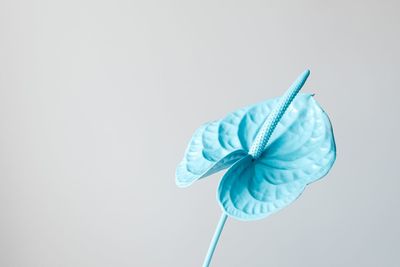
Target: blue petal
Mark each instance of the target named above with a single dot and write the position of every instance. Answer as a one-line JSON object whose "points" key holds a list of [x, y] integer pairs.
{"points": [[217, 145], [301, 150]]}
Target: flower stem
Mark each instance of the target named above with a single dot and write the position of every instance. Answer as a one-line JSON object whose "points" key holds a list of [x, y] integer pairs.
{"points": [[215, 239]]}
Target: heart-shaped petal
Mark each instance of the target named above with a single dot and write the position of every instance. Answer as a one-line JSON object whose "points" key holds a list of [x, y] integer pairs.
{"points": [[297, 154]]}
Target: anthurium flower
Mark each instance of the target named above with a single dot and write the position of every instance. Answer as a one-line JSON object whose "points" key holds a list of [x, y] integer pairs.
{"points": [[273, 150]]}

--

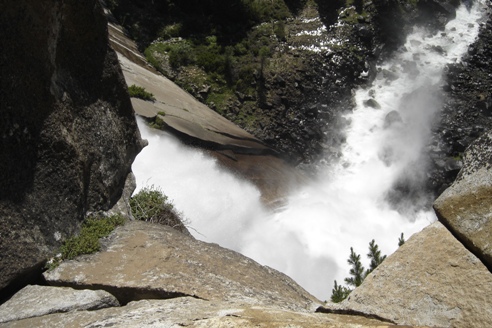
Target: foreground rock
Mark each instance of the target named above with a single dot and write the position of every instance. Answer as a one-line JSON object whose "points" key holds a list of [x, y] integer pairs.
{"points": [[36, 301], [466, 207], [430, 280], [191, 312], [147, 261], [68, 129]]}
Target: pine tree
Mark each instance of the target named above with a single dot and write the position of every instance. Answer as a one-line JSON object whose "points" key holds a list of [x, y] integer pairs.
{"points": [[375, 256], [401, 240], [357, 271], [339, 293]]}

==

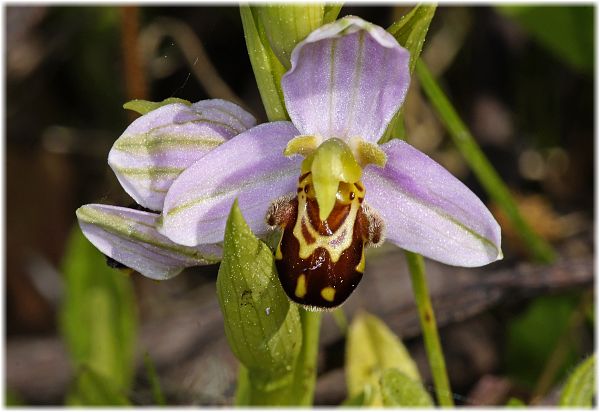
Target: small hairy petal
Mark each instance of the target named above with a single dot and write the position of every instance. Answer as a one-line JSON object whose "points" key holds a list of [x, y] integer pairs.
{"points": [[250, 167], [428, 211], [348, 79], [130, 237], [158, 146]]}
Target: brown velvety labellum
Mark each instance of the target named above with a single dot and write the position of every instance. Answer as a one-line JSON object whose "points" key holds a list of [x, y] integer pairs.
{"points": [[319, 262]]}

### WHAT YOU WILL DO
Extract every line from the entries above that contains the word "flower", copying each line in full.

### OUTPUT FOR THIS TASK
Target: flower stem
Target: anthurium flower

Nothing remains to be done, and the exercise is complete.